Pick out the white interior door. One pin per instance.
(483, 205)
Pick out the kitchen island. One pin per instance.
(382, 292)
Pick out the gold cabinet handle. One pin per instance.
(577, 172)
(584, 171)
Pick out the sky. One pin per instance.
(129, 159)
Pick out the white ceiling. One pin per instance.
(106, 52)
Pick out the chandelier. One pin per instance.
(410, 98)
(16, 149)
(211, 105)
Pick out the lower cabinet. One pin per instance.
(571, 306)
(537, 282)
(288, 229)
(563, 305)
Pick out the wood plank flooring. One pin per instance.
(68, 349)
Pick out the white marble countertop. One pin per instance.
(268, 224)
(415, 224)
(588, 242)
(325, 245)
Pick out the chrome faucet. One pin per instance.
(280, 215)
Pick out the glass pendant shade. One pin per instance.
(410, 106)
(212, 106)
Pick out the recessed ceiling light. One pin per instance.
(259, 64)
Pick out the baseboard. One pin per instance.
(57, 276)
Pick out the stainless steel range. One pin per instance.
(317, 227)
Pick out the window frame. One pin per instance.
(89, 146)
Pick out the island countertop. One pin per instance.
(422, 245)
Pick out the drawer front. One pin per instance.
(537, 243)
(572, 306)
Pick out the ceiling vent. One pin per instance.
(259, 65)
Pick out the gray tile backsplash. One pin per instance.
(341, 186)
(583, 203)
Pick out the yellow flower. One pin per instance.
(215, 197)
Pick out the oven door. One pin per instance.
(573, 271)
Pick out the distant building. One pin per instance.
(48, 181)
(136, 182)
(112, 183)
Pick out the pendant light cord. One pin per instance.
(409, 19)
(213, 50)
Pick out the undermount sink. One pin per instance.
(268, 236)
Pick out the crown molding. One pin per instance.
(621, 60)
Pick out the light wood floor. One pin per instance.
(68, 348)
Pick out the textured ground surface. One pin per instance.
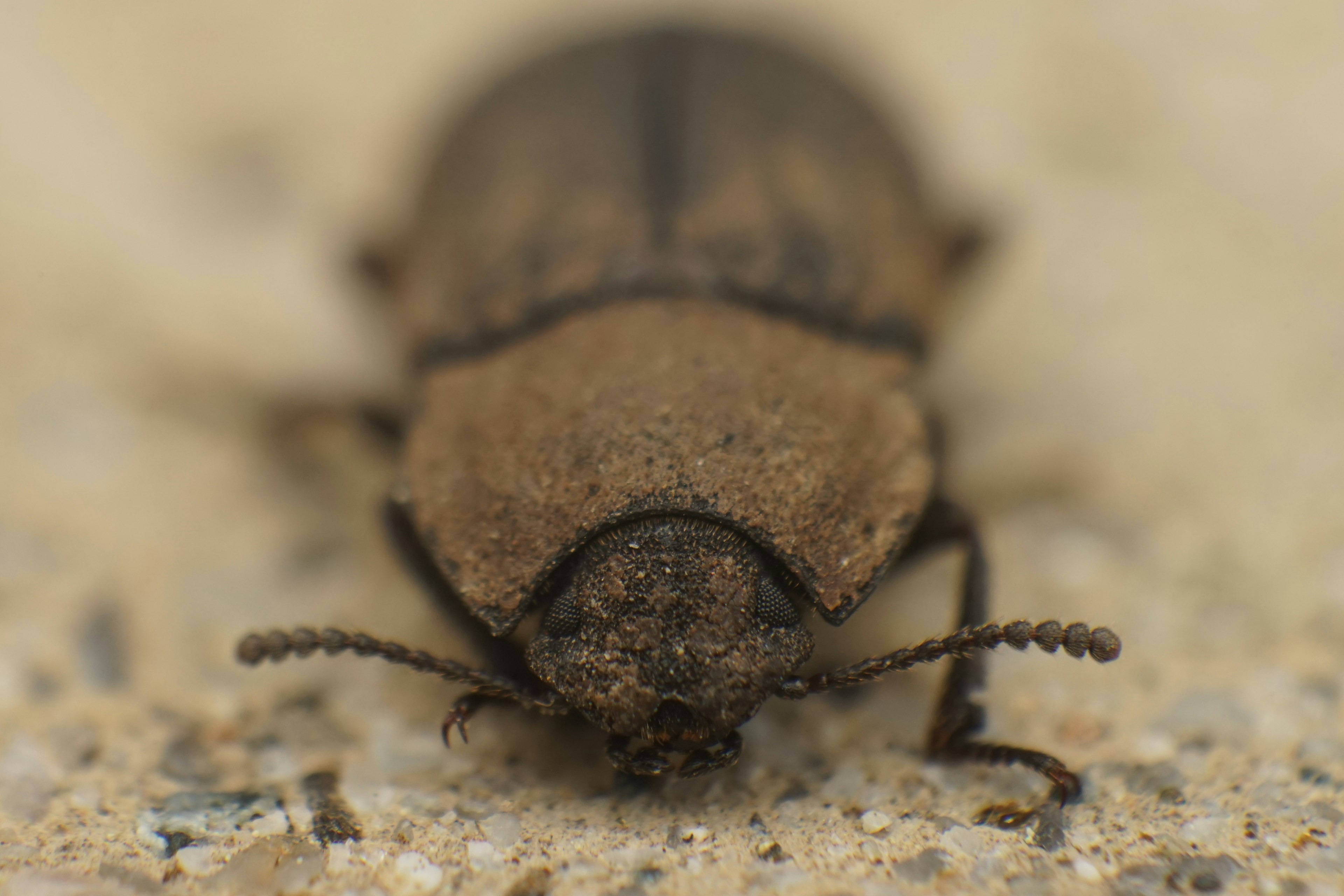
(1143, 389)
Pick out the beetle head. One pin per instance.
(671, 629)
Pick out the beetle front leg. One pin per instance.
(465, 707)
(702, 762)
(959, 718)
(647, 762)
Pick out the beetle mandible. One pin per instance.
(666, 293)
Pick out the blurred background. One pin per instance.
(1143, 381)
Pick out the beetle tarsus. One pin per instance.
(463, 710)
(646, 762)
(1065, 785)
(702, 761)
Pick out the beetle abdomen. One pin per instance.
(672, 163)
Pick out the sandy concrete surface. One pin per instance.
(1142, 386)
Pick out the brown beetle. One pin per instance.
(666, 293)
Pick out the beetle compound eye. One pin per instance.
(773, 608)
(564, 618)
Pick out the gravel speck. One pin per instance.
(502, 830)
(923, 868)
(874, 821)
(417, 875)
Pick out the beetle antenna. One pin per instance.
(303, 643)
(1077, 640)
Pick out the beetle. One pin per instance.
(664, 295)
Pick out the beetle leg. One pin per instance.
(643, 762)
(465, 707)
(959, 718)
(702, 761)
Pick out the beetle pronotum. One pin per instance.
(666, 293)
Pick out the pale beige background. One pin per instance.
(1143, 386)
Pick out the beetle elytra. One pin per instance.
(666, 293)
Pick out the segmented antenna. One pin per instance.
(303, 643)
(1077, 640)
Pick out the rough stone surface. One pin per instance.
(1140, 391)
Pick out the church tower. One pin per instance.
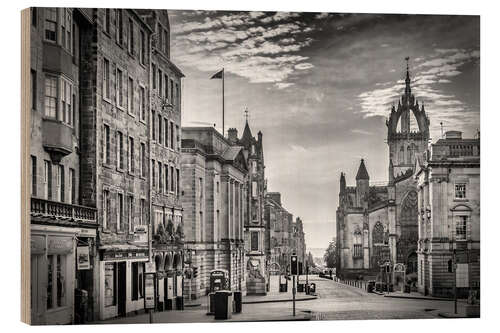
(403, 142)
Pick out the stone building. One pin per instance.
(63, 224)
(299, 244)
(448, 176)
(165, 162)
(93, 142)
(378, 224)
(255, 226)
(213, 194)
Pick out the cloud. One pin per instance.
(434, 69)
(254, 45)
(360, 131)
(304, 65)
(283, 85)
(321, 16)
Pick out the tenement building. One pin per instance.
(63, 225)
(214, 196)
(449, 218)
(255, 226)
(279, 229)
(165, 163)
(377, 225)
(93, 141)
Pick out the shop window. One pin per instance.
(51, 24)
(137, 280)
(109, 284)
(56, 281)
(254, 241)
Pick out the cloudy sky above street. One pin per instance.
(319, 86)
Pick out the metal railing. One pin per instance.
(63, 210)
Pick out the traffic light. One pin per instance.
(294, 264)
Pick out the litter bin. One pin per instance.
(238, 301)
(179, 303)
(211, 304)
(370, 286)
(223, 304)
(81, 306)
(312, 288)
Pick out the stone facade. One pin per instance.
(448, 176)
(63, 225)
(213, 189)
(165, 161)
(96, 93)
(255, 227)
(378, 224)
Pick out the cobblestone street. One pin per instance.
(335, 301)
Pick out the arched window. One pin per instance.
(378, 234)
(358, 246)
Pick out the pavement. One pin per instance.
(334, 301)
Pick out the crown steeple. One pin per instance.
(407, 80)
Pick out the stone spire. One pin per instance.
(362, 172)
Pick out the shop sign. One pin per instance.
(86, 232)
(149, 291)
(83, 257)
(60, 245)
(150, 267)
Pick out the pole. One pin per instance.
(293, 293)
(455, 271)
(223, 133)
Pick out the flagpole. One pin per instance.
(223, 134)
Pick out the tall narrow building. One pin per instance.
(255, 226)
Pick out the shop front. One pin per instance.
(121, 273)
(52, 274)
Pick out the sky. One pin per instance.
(320, 86)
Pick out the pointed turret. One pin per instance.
(391, 172)
(342, 183)
(247, 136)
(362, 185)
(362, 172)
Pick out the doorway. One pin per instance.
(122, 288)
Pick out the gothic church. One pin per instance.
(379, 224)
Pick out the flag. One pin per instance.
(218, 75)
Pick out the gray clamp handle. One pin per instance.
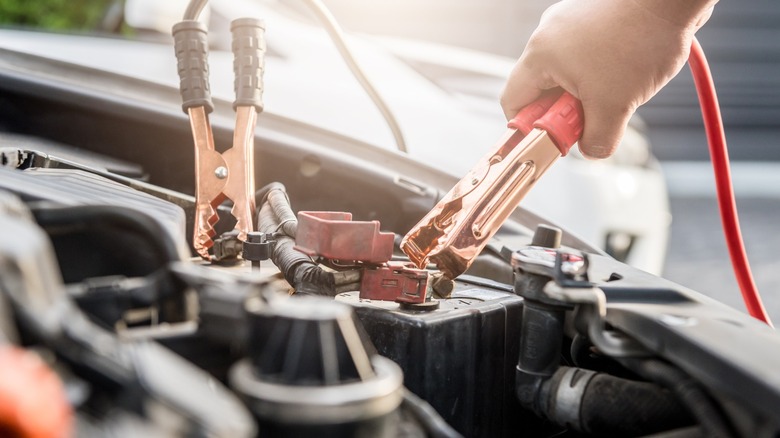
(190, 40)
(248, 61)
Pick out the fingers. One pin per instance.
(522, 88)
(603, 130)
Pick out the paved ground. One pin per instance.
(697, 256)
= = = = = = =
(SET TASK): Up to and including the last line of the listing, starting at the line with "Pick out the cloudy", extract every line exactly and leave out the pictures.

(WRITTEN SOLUTION):
Pick out the cloudy sky above street. One pin per instance.
(319, 86)
Pick out the metal railing. One pin per instance.
(63, 210)
Pick out the traffic light. One pin per instance.
(294, 264)
Pick out the litter bin. One pin per instance.
(238, 301)
(179, 303)
(211, 304)
(370, 286)
(223, 304)
(81, 306)
(312, 288)
Pick out the stone facade. One pin per instance.
(448, 176)
(63, 225)
(213, 189)
(165, 161)
(96, 93)
(255, 227)
(378, 224)
Pick out the cobblestone street. One pin per instance.
(335, 301)
Pick out the arched window. One pin per instance.
(378, 234)
(358, 246)
Pick out the pavement. One pin per instance.
(334, 301)
Pick out the crown steeple. One pin per instance.
(407, 80)
Pick out the stone spire. One pin per instance.
(362, 172)
Pick out the shop sign. One pin per instance.
(86, 232)
(149, 291)
(83, 257)
(60, 245)
(150, 267)
Pick out the pole. One pin per instance.
(293, 293)
(455, 271)
(223, 133)
Pick out the flagpole. One pin per instance.
(223, 134)
Pick out the tall narrow building. One pin per instance.
(255, 226)
Pick out the shop front. One pin per instance.
(121, 273)
(52, 274)
Pick out the sky. One pin per instance.
(320, 86)
Pick out the pointed turret. One pin per instance.
(391, 172)
(342, 183)
(247, 136)
(362, 185)
(362, 172)
Pick out the doorway. One pin per instance.
(122, 288)
Pick out the gothic church. One pin per instance.
(379, 224)
Pick out the flag. One pin per instance.
(218, 75)
Pick out the gray clamp handle. One pin per instance.
(190, 40)
(248, 61)
Pick out the fingers. One pin per instance.
(522, 88)
(603, 130)
Pick out the paved ground. One pin per instance.
(697, 256)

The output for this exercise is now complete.